Work to complete:
[a] In the text on Hepatitis Awareness Month and the hepatitis C news story, list every detail it gives about the nurse.
[b] Extend the piece on Hepatitis Awareness Month and the hepatitis C news story past its final paragraph.

I use Google Alerts to keep abreast of the latest news. Since May is Hepatitis Awareness Month, I assumed that this issue would dominate my news feed. Sadly, the story that seems to be more interesting to the news media is the one about the nurse from Puyallup, Washington who may have exposed patients to hepatitis C. The 31-year-old emergency room nurse allegedly infected at least two patients with hepatitis C by using some of their narcotics for herself and injecting them using the same needle.
Here is my problem with this story: it catches our attention because of its emotional content. We see victim and crime. We think, “This could happen to me or a loved one.” Or, “How could this happen!” It’s sensational.
The problem is, that it isn’t as bad as it looks. Yes, there may have been victims, but hep C is curable. At least this can be fixed. Something good may come out of it, because as a result of testing, some people will find out that they had hep C before this, and they can be cured.

Entries shown:
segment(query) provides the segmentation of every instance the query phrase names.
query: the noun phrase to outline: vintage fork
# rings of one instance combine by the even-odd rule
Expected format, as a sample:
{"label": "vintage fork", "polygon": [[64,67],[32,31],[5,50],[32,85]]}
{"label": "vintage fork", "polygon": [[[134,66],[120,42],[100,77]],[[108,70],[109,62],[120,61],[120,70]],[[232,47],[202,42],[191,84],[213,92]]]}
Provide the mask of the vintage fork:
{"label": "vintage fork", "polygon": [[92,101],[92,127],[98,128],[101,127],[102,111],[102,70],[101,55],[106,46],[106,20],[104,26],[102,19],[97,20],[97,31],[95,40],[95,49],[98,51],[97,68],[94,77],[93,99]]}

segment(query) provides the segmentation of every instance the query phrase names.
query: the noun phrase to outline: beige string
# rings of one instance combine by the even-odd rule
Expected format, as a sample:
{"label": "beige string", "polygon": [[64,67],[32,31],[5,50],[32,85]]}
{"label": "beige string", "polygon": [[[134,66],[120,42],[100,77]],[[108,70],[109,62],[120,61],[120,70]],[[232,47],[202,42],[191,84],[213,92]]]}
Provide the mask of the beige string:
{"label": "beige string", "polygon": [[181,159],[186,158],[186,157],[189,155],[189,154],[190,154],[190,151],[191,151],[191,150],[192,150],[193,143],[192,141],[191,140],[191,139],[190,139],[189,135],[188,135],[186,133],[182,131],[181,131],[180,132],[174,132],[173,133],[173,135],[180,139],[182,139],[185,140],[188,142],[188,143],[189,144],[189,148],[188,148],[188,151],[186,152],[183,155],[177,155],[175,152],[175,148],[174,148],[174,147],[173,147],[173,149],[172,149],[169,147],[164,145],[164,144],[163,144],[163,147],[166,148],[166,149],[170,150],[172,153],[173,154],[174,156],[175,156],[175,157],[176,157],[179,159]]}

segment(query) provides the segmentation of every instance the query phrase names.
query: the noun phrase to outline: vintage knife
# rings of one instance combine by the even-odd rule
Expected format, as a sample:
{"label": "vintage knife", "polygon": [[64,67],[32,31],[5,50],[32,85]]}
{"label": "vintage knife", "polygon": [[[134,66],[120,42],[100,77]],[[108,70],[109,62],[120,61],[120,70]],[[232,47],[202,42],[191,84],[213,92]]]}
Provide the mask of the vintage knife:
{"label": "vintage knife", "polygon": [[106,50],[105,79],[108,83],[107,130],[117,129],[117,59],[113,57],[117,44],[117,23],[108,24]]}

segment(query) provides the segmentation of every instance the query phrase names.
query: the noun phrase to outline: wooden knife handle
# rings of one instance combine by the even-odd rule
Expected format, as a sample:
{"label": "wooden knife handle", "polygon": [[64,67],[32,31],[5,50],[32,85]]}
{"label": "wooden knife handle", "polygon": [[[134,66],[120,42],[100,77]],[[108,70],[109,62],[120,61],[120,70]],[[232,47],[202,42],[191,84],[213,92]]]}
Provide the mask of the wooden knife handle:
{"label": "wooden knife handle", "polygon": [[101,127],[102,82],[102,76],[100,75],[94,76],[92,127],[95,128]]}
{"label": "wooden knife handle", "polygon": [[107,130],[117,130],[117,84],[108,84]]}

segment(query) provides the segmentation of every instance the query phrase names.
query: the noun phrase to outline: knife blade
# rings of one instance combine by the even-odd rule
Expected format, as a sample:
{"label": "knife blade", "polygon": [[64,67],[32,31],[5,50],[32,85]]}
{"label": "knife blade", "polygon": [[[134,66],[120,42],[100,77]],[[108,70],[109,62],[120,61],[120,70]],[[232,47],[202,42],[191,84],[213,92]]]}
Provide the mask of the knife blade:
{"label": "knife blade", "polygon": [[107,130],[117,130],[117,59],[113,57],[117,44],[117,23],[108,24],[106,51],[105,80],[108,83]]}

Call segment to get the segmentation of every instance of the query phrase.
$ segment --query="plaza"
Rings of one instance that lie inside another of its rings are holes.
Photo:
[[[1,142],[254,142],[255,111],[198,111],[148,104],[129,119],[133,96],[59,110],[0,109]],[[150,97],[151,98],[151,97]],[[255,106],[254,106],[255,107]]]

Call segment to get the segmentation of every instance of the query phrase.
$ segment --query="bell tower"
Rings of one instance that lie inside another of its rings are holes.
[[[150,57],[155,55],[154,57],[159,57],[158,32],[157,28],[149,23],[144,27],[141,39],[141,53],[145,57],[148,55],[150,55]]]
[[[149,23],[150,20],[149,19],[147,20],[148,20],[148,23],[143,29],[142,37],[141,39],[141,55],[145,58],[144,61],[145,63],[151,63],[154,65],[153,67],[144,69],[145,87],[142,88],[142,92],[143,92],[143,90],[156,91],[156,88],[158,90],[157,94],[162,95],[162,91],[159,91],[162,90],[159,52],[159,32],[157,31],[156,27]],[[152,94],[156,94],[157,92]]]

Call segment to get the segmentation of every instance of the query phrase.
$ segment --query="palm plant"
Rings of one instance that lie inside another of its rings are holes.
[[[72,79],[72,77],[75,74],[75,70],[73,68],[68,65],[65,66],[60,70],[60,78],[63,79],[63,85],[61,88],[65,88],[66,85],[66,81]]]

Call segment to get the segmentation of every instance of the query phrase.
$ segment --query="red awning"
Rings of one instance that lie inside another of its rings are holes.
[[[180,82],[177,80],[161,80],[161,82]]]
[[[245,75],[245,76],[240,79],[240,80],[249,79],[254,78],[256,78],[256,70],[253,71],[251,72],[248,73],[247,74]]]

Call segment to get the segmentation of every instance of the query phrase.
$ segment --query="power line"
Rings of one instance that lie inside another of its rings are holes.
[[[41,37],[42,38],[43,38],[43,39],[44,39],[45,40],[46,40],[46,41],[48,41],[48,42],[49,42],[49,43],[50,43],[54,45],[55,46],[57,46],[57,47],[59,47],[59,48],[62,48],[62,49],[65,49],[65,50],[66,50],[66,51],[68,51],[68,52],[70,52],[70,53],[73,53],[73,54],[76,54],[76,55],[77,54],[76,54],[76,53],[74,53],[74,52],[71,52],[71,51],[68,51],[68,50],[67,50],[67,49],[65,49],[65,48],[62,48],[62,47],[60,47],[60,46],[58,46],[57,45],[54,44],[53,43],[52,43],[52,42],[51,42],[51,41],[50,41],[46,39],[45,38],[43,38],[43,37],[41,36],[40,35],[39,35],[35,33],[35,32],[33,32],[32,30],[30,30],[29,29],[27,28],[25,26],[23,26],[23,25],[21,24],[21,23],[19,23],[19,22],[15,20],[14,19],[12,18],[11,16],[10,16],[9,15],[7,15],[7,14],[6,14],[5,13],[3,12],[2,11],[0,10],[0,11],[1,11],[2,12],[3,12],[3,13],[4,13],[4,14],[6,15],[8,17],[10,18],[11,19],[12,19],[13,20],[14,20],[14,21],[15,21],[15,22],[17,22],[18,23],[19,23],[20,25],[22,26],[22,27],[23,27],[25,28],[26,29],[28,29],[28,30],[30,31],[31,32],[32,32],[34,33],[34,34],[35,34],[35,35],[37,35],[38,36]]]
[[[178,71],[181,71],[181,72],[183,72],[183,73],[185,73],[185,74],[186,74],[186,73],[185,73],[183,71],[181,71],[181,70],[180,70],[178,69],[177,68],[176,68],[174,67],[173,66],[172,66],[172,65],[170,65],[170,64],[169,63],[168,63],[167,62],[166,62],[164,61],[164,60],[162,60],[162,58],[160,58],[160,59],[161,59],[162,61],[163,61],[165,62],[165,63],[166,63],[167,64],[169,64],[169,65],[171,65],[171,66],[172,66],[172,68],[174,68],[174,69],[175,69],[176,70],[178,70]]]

Response list:
[a]
- She is from Puyallup, Washington.
- She is 31 years old.
- She is an emergency room nurse.
- She may have exposed patients to hepatitis C and allegedly infected at least two of them.
- She allegedly used some of the patients' narcotics for herself and injected them using the same needle.

[b]
I am not defending this nurse, although I do think she is sick and needs help too. I can’t completely criticize the media, because I’ve used sensational headlines to create attention. I confess, that my recent, “Arrested for Hepatitis? It Could Happen” headline was a bit over-the-top. The image of the handcuffs was sensational. It did get a lot of readers and tweeters and comments on social media.
But I wish I hadn’t gone that far. The real story is lost here, the less interesting but critical story of the millions of people affected by hepatitis C, and the lack of public response to change this. We can eliminate viral hepatitis. This is the important message; not the headlines of the emergency room nurse.
Let’s focus on awareness. Hepatitis Awareness Month is the most important story. Let’s keep this in the headlines.